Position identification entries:
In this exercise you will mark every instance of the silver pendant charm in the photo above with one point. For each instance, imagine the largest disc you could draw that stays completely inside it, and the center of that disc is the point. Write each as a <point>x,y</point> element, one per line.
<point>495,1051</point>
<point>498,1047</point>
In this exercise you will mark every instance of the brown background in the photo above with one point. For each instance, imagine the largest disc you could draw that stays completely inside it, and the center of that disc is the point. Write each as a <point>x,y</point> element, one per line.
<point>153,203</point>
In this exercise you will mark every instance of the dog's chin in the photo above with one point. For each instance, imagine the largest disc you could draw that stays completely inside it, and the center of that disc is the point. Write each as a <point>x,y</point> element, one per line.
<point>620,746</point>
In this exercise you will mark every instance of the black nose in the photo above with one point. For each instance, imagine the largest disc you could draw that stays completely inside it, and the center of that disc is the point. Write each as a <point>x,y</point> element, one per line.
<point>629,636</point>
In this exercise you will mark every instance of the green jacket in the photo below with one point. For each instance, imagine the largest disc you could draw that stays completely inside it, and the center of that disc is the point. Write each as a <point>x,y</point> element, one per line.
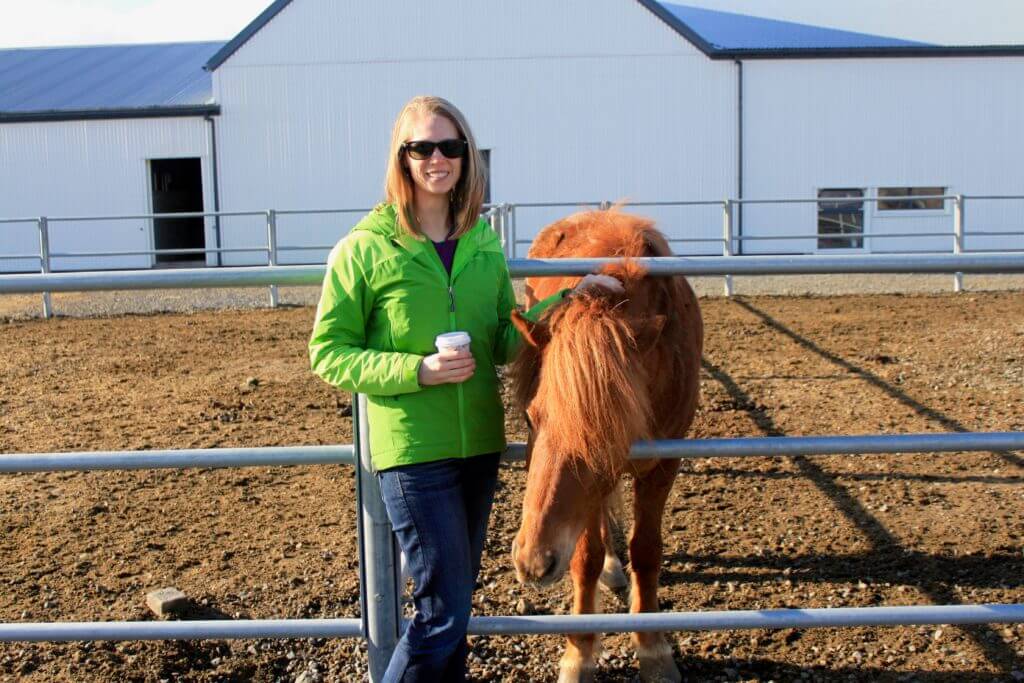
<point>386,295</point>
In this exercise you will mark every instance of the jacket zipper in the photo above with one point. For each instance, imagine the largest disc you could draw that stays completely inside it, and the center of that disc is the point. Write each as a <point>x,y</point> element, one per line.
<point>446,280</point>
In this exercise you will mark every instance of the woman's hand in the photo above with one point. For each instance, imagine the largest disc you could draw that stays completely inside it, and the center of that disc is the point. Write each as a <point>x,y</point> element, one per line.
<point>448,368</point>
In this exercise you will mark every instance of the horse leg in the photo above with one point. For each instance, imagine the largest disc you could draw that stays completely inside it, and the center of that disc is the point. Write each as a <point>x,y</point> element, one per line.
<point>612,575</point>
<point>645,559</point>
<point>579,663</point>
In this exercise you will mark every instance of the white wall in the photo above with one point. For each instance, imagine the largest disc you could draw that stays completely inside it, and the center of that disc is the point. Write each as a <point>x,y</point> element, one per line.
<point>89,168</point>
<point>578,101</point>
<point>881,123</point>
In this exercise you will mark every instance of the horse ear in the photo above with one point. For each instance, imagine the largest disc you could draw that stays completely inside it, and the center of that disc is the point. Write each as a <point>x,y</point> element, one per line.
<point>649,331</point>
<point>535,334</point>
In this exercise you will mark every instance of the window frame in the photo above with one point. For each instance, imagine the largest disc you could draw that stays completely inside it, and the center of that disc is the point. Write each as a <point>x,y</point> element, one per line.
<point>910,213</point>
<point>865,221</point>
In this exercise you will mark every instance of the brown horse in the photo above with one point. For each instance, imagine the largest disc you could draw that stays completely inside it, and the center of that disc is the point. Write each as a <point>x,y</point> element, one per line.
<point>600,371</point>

* * *

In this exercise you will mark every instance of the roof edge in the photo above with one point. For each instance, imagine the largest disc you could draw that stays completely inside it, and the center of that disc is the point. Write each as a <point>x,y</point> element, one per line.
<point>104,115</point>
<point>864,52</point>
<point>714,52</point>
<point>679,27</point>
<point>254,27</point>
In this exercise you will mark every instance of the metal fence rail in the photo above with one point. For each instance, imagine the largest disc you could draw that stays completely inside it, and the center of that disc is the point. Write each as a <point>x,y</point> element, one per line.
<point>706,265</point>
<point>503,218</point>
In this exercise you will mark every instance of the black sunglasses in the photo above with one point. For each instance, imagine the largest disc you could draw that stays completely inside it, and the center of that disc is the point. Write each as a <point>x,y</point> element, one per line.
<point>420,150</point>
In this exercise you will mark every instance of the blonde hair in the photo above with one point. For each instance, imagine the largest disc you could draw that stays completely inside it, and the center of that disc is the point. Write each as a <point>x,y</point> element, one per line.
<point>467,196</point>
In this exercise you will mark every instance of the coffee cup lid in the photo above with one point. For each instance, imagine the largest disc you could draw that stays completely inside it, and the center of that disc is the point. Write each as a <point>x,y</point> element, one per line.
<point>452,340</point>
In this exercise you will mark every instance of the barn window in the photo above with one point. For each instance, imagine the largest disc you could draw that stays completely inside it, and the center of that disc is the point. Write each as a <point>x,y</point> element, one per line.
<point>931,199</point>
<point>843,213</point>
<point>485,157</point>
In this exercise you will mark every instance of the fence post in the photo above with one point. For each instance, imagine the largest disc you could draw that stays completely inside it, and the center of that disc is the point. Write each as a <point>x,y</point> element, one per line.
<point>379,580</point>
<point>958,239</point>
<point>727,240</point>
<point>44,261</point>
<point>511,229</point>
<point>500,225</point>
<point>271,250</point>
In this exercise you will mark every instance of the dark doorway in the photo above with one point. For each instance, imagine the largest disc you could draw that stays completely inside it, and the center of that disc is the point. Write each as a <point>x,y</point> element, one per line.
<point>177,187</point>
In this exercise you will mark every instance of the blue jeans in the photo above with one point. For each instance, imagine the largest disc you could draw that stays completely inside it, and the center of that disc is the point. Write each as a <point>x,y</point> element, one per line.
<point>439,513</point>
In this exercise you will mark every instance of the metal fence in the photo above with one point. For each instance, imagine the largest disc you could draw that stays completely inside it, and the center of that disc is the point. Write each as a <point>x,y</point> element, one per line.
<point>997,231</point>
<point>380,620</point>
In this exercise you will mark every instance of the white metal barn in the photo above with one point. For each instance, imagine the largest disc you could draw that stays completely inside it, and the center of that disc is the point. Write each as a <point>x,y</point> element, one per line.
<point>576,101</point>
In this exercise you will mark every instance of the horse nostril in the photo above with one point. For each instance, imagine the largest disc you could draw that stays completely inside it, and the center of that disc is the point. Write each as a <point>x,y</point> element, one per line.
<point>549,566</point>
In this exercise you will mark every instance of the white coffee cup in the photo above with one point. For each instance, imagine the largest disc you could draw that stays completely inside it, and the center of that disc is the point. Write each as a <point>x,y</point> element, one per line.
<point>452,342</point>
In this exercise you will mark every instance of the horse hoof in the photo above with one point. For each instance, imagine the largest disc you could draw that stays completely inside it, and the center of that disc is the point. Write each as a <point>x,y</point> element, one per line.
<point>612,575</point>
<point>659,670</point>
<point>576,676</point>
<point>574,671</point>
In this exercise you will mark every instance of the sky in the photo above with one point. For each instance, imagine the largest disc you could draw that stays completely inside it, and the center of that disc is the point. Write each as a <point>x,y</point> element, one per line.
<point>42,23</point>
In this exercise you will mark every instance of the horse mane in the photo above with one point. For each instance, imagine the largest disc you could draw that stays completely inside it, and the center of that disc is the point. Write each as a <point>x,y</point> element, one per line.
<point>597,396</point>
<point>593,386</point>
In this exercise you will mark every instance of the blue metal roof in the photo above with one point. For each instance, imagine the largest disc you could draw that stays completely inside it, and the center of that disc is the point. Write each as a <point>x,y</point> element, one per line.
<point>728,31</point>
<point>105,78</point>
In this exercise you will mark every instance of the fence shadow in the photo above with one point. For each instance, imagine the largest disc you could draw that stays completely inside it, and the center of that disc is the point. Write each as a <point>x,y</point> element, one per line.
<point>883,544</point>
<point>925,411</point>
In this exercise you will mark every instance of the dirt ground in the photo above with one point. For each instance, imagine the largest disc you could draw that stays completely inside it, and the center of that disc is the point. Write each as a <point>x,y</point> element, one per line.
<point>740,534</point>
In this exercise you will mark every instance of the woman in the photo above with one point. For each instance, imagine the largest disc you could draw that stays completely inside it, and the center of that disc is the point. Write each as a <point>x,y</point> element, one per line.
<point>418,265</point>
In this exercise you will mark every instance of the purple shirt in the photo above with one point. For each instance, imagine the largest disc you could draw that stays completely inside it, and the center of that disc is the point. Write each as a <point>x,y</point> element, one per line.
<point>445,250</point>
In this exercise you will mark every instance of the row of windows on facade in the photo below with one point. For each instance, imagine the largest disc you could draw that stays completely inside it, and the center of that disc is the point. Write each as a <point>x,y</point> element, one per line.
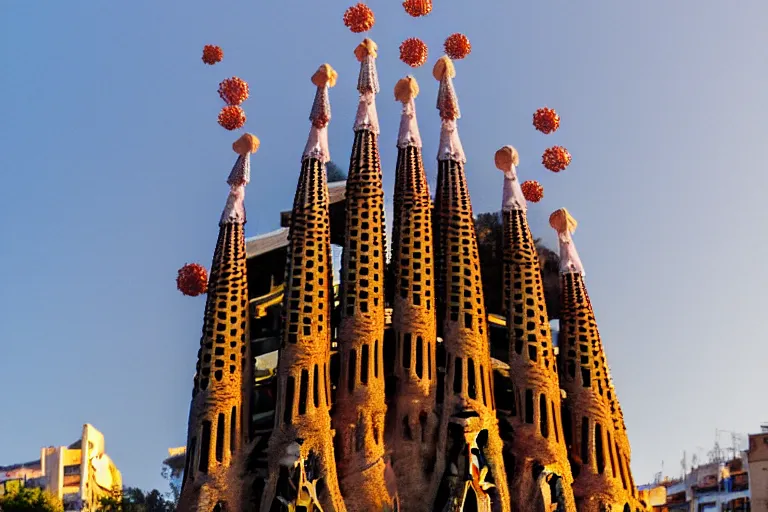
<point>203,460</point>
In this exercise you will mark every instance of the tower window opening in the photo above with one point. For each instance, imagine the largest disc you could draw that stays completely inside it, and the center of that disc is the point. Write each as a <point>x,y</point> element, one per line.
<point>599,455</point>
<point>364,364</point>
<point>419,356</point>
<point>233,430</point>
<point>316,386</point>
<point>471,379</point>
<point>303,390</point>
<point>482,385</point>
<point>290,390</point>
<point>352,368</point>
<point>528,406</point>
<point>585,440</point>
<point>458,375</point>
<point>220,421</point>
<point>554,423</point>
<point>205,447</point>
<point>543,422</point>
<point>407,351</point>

Given problem>
Swap "disc" for "circle" in the entries starting with the line with "In this exercise you will mark every instance of the tower" and going on through the line with "<point>407,351</point>", and give those lines again with nothing else changed.

Exercise answer>
In this exercise you will mark every instance of the tower window opening in the photo above with one point. For each instance, imagine the largest circle you could draw that stays completely inside it, and the center of that circle is the point. Write each as a <point>x,y</point> element, one per line.
<point>599,455</point>
<point>364,364</point>
<point>419,356</point>
<point>233,430</point>
<point>316,386</point>
<point>471,379</point>
<point>303,390</point>
<point>482,385</point>
<point>290,390</point>
<point>352,368</point>
<point>528,406</point>
<point>585,440</point>
<point>458,375</point>
<point>220,421</point>
<point>554,423</point>
<point>205,447</point>
<point>543,422</point>
<point>407,351</point>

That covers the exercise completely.